(REQUIRED WORK):
Rewrite the stretch from the start of the entries through the line containing "POLYGON ((115 89, 108", changing "round bush" to "rounded shrub" and keeping everything else the same. Omit the pictures from your answer.

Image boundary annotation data
☆ ☆ ☆

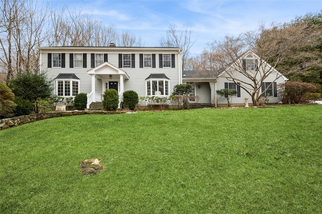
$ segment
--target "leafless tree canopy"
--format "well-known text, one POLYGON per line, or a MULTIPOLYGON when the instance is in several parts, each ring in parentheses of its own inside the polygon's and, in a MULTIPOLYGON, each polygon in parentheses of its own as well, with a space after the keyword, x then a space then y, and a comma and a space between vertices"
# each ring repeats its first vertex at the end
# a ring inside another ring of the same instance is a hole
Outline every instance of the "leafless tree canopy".
POLYGON ((89 14, 68 8, 38 5, 36 0, 0 1, 0 81, 37 70, 41 46, 141 46, 128 31, 117 33, 89 14))
POLYGON ((186 69, 190 49, 197 40, 191 38, 192 31, 187 26, 182 27, 179 30, 178 29, 178 27, 176 25, 170 25, 166 36, 160 39, 159 43, 161 47, 182 48, 182 69, 184 70, 186 69))

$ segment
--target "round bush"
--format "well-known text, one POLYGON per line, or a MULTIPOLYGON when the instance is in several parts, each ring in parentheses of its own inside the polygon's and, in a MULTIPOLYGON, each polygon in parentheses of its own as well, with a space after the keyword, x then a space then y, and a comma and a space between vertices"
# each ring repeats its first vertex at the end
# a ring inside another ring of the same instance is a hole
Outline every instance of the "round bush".
POLYGON ((123 93, 124 108, 134 110, 139 103, 139 97, 134 91, 126 91, 123 93))
POLYGON ((85 110, 87 104, 87 95, 84 93, 78 94, 74 99, 74 108, 77 110, 85 110))
POLYGON ((17 104, 14 113, 15 115, 28 115, 34 110, 34 105, 29 100, 24 100, 21 97, 15 98, 15 103, 17 104))
POLYGON ((115 89, 108 89, 103 95, 103 106, 106 111, 116 111, 119 105, 119 95, 115 89))

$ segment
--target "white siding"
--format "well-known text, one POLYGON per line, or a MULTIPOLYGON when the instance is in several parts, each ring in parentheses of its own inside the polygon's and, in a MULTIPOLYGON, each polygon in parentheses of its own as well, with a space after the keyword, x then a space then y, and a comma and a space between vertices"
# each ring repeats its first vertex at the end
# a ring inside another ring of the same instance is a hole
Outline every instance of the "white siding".
MULTIPOLYGON (((135 68, 120 68, 124 71, 129 78, 124 80, 124 91, 133 90, 136 92, 139 97, 146 96, 145 79, 151 74, 165 74, 170 79, 170 94, 173 91, 174 86, 180 83, 181 77, 181 68, 179 68, 179 49, 162 49, 162 48, 41 48, 40 49, 41 54, 41 70, 42 72, 46 72, 48 77, 53 80, 59 74, 74 74, 80 79, 79 93, 90 93, 92 91, 92 77, 87 73, 91 70, 91 54, 102 53, 108 54, 108 61, 117 68, 119 67, 119 54, 135 54, 135 68), (47 59, 48 53, 65 53, 65 68, 48 68, 47 59), (70 53, 86 53, 87 54, 87 68, 69 68, 69 54, 70 53), (155 68, 139 68, 140 54, 155 54, 155 68), (159 54, 175 54, 175 68, 159 68, 159 54)), ((111 81, 119 81, 118 76, 117 79, 111 81)), ((102 93, 104 90, 104 81, 108 82, 109 79, 103 80, 96 79, 95 82, 96 91, 97 92, 102 93)))

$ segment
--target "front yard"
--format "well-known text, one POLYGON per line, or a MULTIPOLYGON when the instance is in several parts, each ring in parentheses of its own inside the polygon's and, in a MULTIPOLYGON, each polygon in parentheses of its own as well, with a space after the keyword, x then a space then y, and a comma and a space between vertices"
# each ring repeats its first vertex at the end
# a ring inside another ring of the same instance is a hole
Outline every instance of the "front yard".
POLYGON ((91 115, 0 131, 0 212, 321 213, 322 106, 91 115), (83 175, 80 162, 104 169, 83 175))

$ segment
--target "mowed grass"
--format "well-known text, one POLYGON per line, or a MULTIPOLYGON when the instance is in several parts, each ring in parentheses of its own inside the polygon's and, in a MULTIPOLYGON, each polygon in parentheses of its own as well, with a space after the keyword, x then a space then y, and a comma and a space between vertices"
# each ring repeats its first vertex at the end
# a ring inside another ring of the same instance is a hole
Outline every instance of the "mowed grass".
POLYGON ((0 158, 0 213, 322 213, 322 105, 57 118, 0 158))

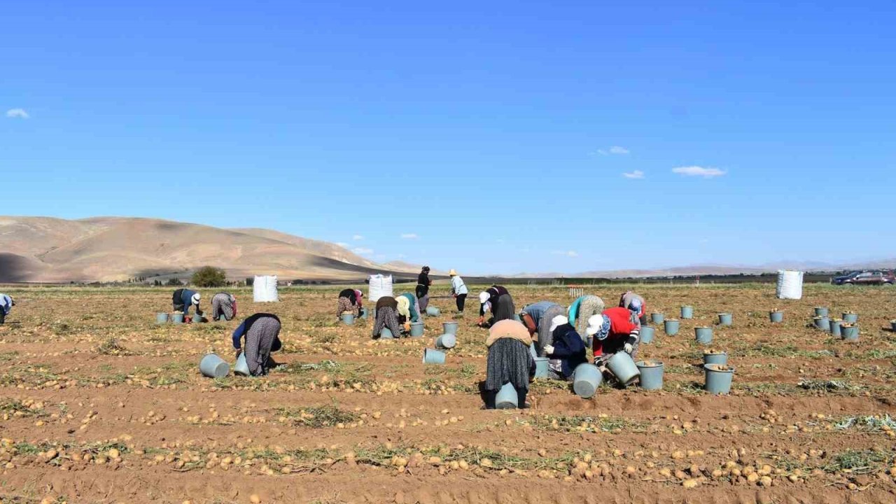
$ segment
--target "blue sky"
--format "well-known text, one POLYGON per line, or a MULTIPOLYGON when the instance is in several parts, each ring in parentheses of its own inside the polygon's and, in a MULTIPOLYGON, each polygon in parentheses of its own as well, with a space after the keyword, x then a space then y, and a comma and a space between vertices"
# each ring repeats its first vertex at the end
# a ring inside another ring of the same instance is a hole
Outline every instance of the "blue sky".
POLYGON ((892 2, 130 4, 4 5, 0 214, 470 273, 894 256, 892 2))

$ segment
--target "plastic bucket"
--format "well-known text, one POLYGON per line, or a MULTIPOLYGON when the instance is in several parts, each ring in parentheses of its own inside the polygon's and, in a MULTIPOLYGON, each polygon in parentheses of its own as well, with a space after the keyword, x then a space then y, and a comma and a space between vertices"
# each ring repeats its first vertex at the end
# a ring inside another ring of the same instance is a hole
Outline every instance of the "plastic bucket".
POLYGON ((410 337, 412 337, 412 338, 418 338, 418 337, 422 336, 423 335, 423 330, 425 328, 426 328, 426 326, 423 325, 423 322, 413 322, 413 323, 411 323, 411 325, 410 325, 410 337))
POLYGON ((632 356, 625 352, 617 352, 607 361, 607 369, 619 380, 623 387, 631 385, 641 376, 641 371, 634 365, 632 356))
POLYGON ((707 364, 728 364, 728 352, 703 353, 703 365, 707 364))
POLYGON ((641 371, 641 387, 644 390, 659 390, 663 387, 663 363, 658 361, 635 362, 641 371))
POLYGON ((535 358, 535 378, 549 378, 549 369, 550 368, 547 366, 547 357, 535 358))
POLYGON ((588 399, 594 395, 604 381, 604 375, 594 364, 579 364, 573 373, 573 391, 579 397, 588 399))
POLYGON ((840 326, 840 335, 844 341, 848 342, 857 342, 858 341, 858 326, 853 325, 843 325, 840 326))
POLYGON ((734 378, 734 368, 724 364, 707 364, 706 385, 704 388, 710 394, 728 394, 731 392, 731 378, 734 378), (724 369, 720 369, 723 368, 724 369))
POLYGON ((641 343, 649 344, 653 343, 653 335, 656 331, 650 326, 641 326, 641 343))
POLYGON ((513 388, 513 384, 507 382, 495 396, 495 408, 498 410, 513 410, 520 407, 520 396, 513 388))
POLYGON ((710 344, 712 343, 712 327, 694 327, 694 335, 699 343, 710 344))
POLYGON ((224 378, 230 372, 230 365, 214 353, 206 353, 199 361, 199 372, 209 378, 224 378))
POLYGON ((454 348, 456 344, 457 336, 455 335, 442 335, 435 338, 435 348, 454 348))
POLYGON ((241 352, 237 358, 237 363, 233 365, 233 374, 244 377, 249 376, 249 365, 246 363, 246 352, 241 352))
POLYGON ((445 353, 437 350, 427 348, 423 351, 424 364, 444 364, 445 353))

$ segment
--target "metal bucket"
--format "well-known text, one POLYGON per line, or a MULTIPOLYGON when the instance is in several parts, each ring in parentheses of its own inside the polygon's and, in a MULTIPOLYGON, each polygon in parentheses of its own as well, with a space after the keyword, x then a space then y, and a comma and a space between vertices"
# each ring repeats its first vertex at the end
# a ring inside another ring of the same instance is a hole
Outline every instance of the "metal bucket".
POLYGON ((731 379, 734 378, 734 368, 723 364, 707 364, 703 366, 706 369, 706 385, 704 388, 710 394, 728 394, 731 392, 731 379))
POLYGON ((594 364, 579 364, 573 373, 573 391, 579 397, 588 399, 594 395, 604 381, 604 375, 594 364))
POLYGON ((206 353, 199 361, 199 372, 208 378, 224 378, 230 372, 230 365, 214 353, 206 353))
POLYGON ((444 352, 439 352, 438 350, 433 350, 431 348, 427 348, 423 351, 423 363, 444 364, 445 353, 444 352))
POLYGON ((697 343, 701 344, 712 343, 712 327, 694 327, 694 335, 697 338, 697 343))
POLYGON ((495 396, 495 408, 498 410, 513 410, 520 407, 520 396, 513 388, 513 383, 505 383, 495 396))
POLYGON ((638 367, 634 365, 634 361, 632 360, 632 356, 625 352, 617 352, 613 354, 607 361, 607 369, 609 369, 613 376, 619 380, 619 383, 623 387, 626 387, 632 384, 638 377, 641 376, 641 371, 638 370, 638 367))
POLYGON ((644 390, 659 390, 663 387, 663 363, 658 361, 635 362, 641 372, 641 387, 644 390))
POLYGON ((650 344, 653 343, 653 335, 656 331, 650 326, 641 326, 641 343, 650 344))

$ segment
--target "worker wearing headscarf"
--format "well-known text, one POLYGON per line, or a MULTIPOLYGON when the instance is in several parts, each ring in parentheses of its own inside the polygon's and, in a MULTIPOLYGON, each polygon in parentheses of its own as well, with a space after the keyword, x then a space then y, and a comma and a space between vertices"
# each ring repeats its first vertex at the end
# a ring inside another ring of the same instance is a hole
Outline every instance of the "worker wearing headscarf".
POLYGON ((470 291, 467 290, 467 285, 463 282, 463 279, 461 275, 457 274, 453 269, 448 272, 448 276, 451 277, 451 294, 454 296, 454 302, 457 304, 458 313, 463 313, 463 306, 467 302, 467 294, 470 291))
POLYGON ((513 298, 507 289, 501 285, 492 285, 479 292, 479 326, 485 325, 487 311, 492 312, 489 324, 513 319, 513 298))
POLYGON ((642 298, 640 295, 635 294, 631 291, 626 291, 622 296, 619 297, 619 307, 633 311, 635 313, 635 318, 638 319, 639 324, 647 324, 647 303, 644 302, 644 298, 642 298), (633 308, 634 309, 633 309, 633 308))
POLYGON ((237 349, 237 358, 246 352, 246 363, 249 374, 254 377, 266 375, 276 363, 271 359, 271 352, 280 350, 283 343, 280 340, 280 322, 276 315, 256 313, 243 321, 233 332, 233 347, 237 349), (246 345, 240 340, 246 337, 246 345))
POLYGON ((585 333, 585 329, 588 328, 588 319, 591 316, 603 313, 605 308, 607 307, 604 306, 604 300, 591 294, 580 296, 569 305, 566 313, 569 323, 575 326, 575 331, 582 336, 589 346, 591 344, 591 338, 585 333))
POLYGON ((516 389, 521 408, 528 408, 529 382, 535 376, 535 360, 529 352, 530 335, 516 320, 500 320, 488 329, 488 358, 483 399, 487 409, 495 409, 495 399, 506 383, 516 389))
POLYGON ((566 313, 564 308, 553 301, 538 301, 526 305, 520 312, 520 319, 529 329, 530 335, 538 335, 535 352, 538 357, 545 356, 545 346, 551 344, 551 320, 566 313))
POLYGON ((339 293, 339 307, 336 308, 336 317, 341 317, 346 311, 355 317, 361 312, 361 298, 364 292, 357 289, 343 289, 339 293))
POLYGON ((237 317, 237 297, 229 292, 218 292, 211 298, 211 319, 233 320, 237 317))
POLYGON ((6 320, 6 316, 15 306, 15 301, 6 294, 0 294, 0 324, 6 320))
POLYGON ((594 337, 594 364, 598 367, 617 352, 625 352, 633 359, 638 353, 641 325, 632 322, 628 308, 610 308, 592 316, 588 319, 587 332, 594 337))
POLYGON ((551 378, 569 379, 579 364, 588 362, 585 343, 563 315, 551 319, 550 332, 552 343, 545 346, 545 353, 549 358, 547 366, 551 378))
POLYGON ((417 275, 417 299, 420 305, 420 309, 426 311, 429 306, 429 286, 433 281, 429 280, 429 266, 423 266, 420 274, 417 275))
MULTIPOLYGON (((405 300, 407 302, 407 300, 405 300)), ((383 296, 376 300, 376 320, 374 321, 374 339, 380 337, 383 328, 392 332, 393 338, 401 337, 401 326, 398 321, 398 300, 383 296)))

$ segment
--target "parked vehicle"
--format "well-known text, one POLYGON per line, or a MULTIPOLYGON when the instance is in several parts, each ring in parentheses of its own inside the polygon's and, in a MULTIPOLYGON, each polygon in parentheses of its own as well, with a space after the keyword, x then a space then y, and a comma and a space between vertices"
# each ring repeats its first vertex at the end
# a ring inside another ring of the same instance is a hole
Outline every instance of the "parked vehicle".
POLYGON ((834 285, 892 285, 896 282, 892 270, 854 271, 831 279, 834 285))

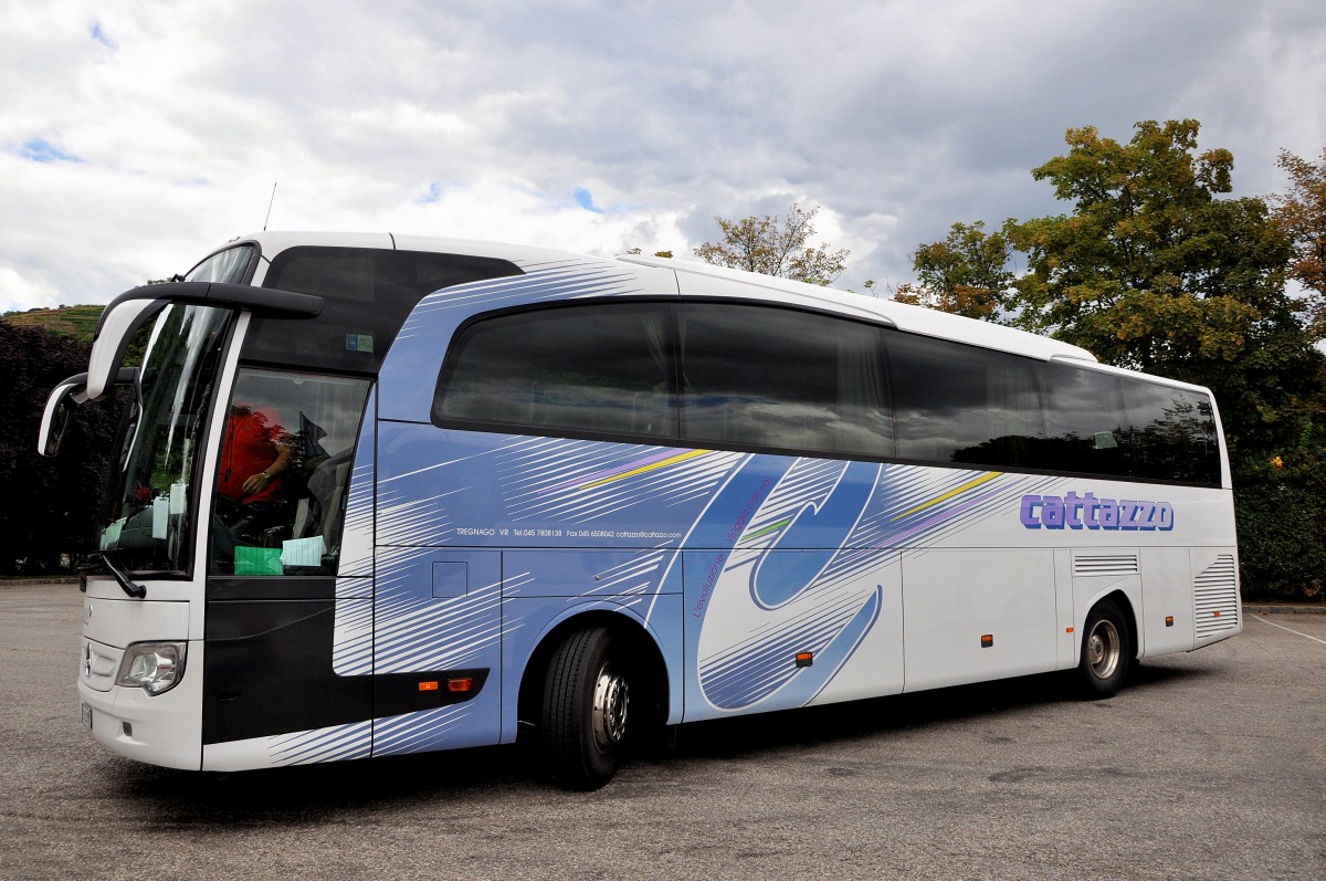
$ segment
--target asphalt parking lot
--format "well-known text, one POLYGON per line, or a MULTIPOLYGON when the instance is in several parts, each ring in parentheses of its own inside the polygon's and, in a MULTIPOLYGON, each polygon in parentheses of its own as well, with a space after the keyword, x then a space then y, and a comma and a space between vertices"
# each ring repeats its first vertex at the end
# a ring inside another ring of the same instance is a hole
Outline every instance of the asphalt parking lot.
POLYGON ((683 728, 606 789, 512 748, 200 775, 80 727, 80 594, 0 588, 0 878, 1326 878, 1326 616, 1057 677, 683 728))

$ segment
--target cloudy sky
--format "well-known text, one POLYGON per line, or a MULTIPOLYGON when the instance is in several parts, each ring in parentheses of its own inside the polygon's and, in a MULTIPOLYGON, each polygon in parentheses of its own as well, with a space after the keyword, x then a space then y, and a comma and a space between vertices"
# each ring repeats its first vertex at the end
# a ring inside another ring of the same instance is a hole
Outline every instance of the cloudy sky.
POLYGON ((690 251, 819 206, 838 287, 1057 214, 1093 125, 1196 118, 1236 195, 1326 146, 1321 0, 0 0, 0 312, 273 230, 690 251))

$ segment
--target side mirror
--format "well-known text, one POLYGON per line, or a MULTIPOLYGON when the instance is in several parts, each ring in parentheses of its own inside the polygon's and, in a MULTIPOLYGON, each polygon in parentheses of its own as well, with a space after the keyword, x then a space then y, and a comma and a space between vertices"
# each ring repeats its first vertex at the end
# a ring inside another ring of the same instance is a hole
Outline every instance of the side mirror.
MULTIPOLYGON (((117 386, 134 385, 135 382, 138 382, 138 368, 121 368, 115 375, 117 386)), ((37 452, 44 456, 53 456, 60 452, 60 442, 65 439, 65 433, 69 430, 74 407, 86 401, 86 373, 72 375, 50 390, 50 397, 46 398, 46 407, 41 413, 37 452)))

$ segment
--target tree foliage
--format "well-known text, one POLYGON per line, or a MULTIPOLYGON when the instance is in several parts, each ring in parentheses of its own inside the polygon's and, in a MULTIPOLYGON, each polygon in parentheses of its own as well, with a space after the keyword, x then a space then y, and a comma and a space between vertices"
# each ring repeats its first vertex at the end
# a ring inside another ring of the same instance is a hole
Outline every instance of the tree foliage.
POLYGON ((90 345, 70 336, 0 321, 0 573, 45 575, 62 556, 89 549, 105 487, 119 407, 85 403, 60 458, 37 452, 46 395, 88 369, 90 345))
POLYGON ((1307 293, 1311 333, 1326 338, 1326 149, 1317 165, 1288 150, 1276 165, 1290 182, 1289 192, 1272 200, 1272 216, 1293 247, 1289 277, 1307 293))
POLYGON ((1000 321, 1004 293, 1013 283, 1008 260, 1009 243, 1002 232, 985 232, 984 220, 955 223, 943 241, 916 248, 912 268, 920 283, 899 285, 894 300, 1000 321))
POLYGON ((815 234, 814 219, 819 208, 804 211, 793 204, 785 218, 765 215, 724 220, 715 218, 721 237, 695 248, 705 263, 745 269, 778 279, 812 284, 833 284, 847 265, 846 249, 833 251, 827 244, 808 244, 815 234))
POLYGON ((1069 130, 1067 154, 1032 174, 1073 214, 1006 224, 1030 269, 1014 283, 1016 324, 1171 375, 1296 324, 1288 240, 1261 199, 1216 198, 1233 155, 1197 154, 1197 131, 1193 119, 1139 122, 1124 145, 1069 130))
POLYGON ((919 288, 939 292, 922 301, 1209 386, 1229 442, 1245 590, 1311 596, 1326 567, 1326 357, 1314 346, 1326 151, 1321 165, 1281 154, 1292 190, 1273 211, 1228 196, 1233 155, 1199 150, 1199 131, 1193 119, 1146 121, 1122 143, 1070 129, 1067 151, 1032 170, 1070 210, 1009 219, 1001 231, 1026 255, 1026 273, 1002 263, 981 275, 998 259, 997 247, 983 249, 994 236, 955 224, 916 252, 919 288), (989 283, 964 300, 957 284, 968 279, 989 283), (1307 308, 1289 279, 1307 291, 1307 308))

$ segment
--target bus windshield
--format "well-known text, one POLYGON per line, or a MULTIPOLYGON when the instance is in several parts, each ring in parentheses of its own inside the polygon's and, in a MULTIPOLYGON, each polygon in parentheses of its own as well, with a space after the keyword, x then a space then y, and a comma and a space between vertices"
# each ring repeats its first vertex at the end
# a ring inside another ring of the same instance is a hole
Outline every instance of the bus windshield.
POLYGON ((151 328, 99 523, 99 547, 134 572, 187 573, 196 467, 233 312, 170 304, 151 328))

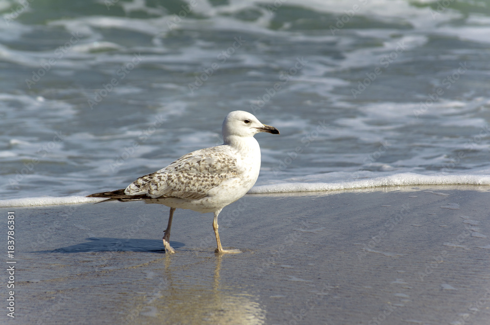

☆ ☆ ☆

(COMPLETED EXERCISE):
$ segment
--target "leafless tree canopy"
--format "well-known text, one POLYGON per line, or a MULTIPOLYGON when the instance is in several parts, each ring in parentheses of its own inside the polygon's and, in a MULTIPOLYGON, each polygon in parentheses of its own as well, with a space after the keyword, x then a space then y, and a comma and a space between vertices"
# each ring repeats its first vertex at the end
# a ring inside another ring of the same instance is a hole
Outline every instance of the "leafless tree canopy".
POLYGON ((89 14, 68 8, 38 5, 36 0, 0 1, 0 81, 37 70, 41 46, 141 46, 128 31, 117 33, 89 14))
POLYGON ((186 69, 190 49, 197 40, 191 38, 192 31, 187 26, 182 27, 179 30, 178 29, 178 27, 176 25, 170 25, 166 36, 160 39, 159 43, 161 47, 182 48, 182 69, 184 70, 186 69))

$ segment
--target "rounded shrub"
--format "well-known text, one POLYGON per line, or a MULTIPOLYGON when the instance is in several parts, each ring in parentheses of its own inside the polygon's and, in a MULTIPOLYGON, each polygon in parentheses of its own as well, with a space after the keyword, x then a space then y, and a comma and a space between vertices"
# each ring repeats its first vertex at the end
# a ring inside another ring of the same instance is a hole
Outline every instance of the "rounded shrub".
POLYGON ((123 93, 124 108, 134 110, 139 103, 139 97, 134 91, 126 91, 123 93))
POLYGON ((85 110, 87 104, 87 95, 84 93, 78 94, 74 99, 74 108, 77 110, 85 110))
POLYGON ((17 104, 14 113, 15 115, 28 115, 34 110, 34 105, 29 100, 24 100, 21 97, 15 98, 15 103, 17 104))
POLYGON ((115 89, 108 89, 103 95, 103 106, 106 111, 116 111, 119 105, 119 95, 115 89))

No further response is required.